Return the lines below exactly, starting with the line that contains "Where can the concrete curb" and stopping after the last line.

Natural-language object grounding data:
════════════════════

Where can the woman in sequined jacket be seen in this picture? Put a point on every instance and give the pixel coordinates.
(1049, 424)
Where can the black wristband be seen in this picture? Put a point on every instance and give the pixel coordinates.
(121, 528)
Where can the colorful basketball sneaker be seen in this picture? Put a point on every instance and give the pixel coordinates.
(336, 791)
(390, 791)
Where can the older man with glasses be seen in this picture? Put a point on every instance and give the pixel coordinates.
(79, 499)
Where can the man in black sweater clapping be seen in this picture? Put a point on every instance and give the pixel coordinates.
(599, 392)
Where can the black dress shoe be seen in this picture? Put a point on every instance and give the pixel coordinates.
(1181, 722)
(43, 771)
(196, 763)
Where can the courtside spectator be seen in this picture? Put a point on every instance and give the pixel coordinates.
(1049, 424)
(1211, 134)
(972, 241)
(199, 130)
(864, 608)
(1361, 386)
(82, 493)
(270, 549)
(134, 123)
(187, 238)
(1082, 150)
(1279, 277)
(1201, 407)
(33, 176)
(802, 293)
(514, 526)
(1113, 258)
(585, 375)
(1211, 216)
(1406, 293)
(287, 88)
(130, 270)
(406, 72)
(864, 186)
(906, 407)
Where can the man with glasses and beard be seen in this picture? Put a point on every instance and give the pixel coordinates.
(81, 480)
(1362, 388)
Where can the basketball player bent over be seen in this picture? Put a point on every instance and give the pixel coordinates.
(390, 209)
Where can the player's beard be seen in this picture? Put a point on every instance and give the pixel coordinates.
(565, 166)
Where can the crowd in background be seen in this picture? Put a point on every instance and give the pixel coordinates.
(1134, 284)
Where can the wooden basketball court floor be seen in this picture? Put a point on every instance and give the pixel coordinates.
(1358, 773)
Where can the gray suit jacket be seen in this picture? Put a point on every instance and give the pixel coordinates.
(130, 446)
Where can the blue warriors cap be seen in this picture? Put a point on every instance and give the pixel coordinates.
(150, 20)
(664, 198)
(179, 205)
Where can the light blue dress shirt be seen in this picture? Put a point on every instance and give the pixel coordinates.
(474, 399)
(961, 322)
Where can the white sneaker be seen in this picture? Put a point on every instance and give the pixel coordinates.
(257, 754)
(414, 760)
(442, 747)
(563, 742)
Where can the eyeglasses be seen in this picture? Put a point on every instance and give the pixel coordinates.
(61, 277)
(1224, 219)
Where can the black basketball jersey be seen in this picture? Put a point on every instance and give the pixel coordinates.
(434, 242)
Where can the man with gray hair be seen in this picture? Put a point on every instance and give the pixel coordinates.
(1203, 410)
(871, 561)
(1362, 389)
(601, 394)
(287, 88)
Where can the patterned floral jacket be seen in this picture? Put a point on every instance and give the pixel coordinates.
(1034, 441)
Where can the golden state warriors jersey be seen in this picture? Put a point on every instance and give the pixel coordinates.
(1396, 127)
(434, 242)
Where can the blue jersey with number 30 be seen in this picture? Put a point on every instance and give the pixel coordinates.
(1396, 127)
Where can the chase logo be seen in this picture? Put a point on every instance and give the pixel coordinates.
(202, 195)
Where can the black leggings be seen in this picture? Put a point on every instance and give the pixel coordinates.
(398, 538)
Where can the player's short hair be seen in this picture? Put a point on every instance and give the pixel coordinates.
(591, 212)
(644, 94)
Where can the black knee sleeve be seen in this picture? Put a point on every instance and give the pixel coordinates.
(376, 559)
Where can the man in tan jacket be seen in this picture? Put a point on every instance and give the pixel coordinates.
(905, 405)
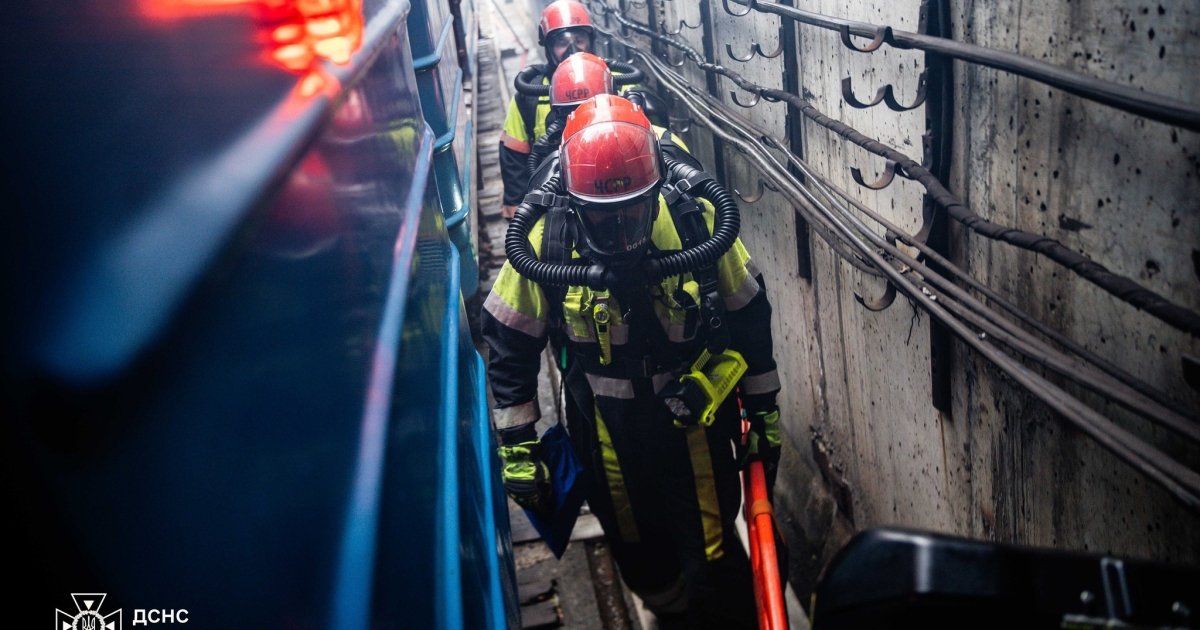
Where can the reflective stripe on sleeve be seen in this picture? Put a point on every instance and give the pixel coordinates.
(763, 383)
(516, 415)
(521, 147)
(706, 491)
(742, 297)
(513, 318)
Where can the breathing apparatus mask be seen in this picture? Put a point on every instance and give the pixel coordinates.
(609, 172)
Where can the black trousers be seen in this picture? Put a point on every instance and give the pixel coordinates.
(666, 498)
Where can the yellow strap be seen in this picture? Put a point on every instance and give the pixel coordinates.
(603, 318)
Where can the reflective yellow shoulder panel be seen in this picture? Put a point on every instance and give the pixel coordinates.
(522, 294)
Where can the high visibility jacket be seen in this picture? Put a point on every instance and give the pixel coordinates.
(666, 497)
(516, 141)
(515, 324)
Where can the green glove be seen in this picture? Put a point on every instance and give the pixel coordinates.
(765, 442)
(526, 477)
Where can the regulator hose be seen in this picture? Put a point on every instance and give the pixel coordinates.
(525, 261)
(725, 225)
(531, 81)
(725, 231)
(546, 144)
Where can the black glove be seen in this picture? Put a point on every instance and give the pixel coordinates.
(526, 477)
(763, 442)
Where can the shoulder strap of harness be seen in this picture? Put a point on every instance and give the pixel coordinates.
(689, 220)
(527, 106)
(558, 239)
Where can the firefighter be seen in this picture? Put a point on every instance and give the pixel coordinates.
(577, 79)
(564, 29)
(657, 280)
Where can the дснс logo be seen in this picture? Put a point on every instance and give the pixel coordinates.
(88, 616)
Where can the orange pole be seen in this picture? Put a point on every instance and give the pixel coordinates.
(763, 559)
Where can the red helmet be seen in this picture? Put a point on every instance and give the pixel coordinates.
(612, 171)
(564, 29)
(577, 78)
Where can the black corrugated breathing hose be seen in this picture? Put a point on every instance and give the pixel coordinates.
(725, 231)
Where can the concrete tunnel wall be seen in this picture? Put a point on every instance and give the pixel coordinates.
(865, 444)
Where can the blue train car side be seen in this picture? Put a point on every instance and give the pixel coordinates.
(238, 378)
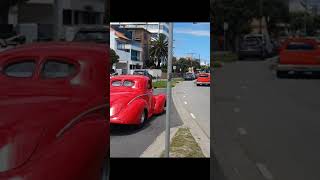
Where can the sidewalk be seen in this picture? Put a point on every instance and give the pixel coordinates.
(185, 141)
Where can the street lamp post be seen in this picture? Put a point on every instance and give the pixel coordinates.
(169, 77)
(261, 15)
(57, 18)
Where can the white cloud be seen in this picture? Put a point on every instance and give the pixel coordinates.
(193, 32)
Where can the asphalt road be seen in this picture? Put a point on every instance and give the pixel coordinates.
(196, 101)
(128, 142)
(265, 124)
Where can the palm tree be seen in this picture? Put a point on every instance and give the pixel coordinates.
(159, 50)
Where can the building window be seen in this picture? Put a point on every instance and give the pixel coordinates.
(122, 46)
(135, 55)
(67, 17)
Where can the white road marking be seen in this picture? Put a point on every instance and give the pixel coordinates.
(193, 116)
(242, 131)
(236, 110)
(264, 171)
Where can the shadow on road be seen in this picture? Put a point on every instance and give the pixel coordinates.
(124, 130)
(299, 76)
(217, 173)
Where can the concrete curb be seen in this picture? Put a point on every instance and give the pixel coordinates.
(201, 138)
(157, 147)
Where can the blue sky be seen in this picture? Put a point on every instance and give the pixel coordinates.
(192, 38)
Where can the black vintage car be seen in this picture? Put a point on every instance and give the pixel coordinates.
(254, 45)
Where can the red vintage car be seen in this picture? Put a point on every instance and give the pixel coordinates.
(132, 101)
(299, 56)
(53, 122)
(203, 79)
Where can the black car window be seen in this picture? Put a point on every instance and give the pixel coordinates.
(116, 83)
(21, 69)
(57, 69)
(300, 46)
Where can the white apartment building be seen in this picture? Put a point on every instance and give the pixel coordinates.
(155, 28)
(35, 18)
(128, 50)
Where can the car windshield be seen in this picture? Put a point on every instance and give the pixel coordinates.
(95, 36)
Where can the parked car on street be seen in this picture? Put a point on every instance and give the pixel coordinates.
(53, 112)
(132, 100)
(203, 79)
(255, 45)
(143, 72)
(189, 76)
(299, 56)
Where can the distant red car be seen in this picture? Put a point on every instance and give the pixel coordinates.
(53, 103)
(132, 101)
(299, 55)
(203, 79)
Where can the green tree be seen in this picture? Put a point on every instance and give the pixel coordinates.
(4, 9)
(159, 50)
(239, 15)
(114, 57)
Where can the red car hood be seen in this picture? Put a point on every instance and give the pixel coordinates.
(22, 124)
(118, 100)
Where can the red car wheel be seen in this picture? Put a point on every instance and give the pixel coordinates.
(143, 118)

════════════════════

- Answer section
Where can the concrete curb be seen in this picture? Put a point on every instance and give the pixel coordinates.
(201, 138)
(157, 147)
Where can the blue sky be seen in this picture? Put a point on every instance and give the pixel coordinates.
(192, 38)
Where can the black vintage car be seen in this picture? Put a point on every instance and give the pixel coordinates.
(254, 45)
Where can the red vintage car be seen in this picture? Put a point on every instance and give the pixel coordinates.
(132, 101)
(299, 56)
(53, 122)
(203, 79)
Where can the black car window be seen in this picture? Put a point on every instance and give the pixel coordinates.
(116, 83)
(21, 69)
(57, 69)
(300, 46)
Where can the white apartment building be seen in this picture? Put a point on every instance and give the pixel coordinates.
(155, 28)
(35, 18)
(128, 50)
Where can the car windshield be seen in this picture? Put a point on every instance and give the pixel coordinates.
(95, 36)
Where can the parked car on street be seen in this picture? Put a point on every instance and give the pixel coordinates.
(53, 112)
(132, 100)
(203, 79)
(255, 45)
(143, 72)
(189, 76)
(299, 56)
Where can the distant red car be seen in this picture? Put a point on every instance and give the pixel coordinates.
(53, 103)
(132, 101)
(299, 55)
(203, 79)
Where can the green tree be seen in this picture? Put a point on every instance and give the pixel coordinates.
(4, 9)
(159, 50)
(239, 15)
(114, 57)
Where can the red car hood be seen in this picture? Put a point on every instance and give the pixel coordinates.
(22, 124)
(118, 100)
Where can the red car wheel be seen in this picture? Put a point on every instance and give the pixel coordinates.
(143, 118)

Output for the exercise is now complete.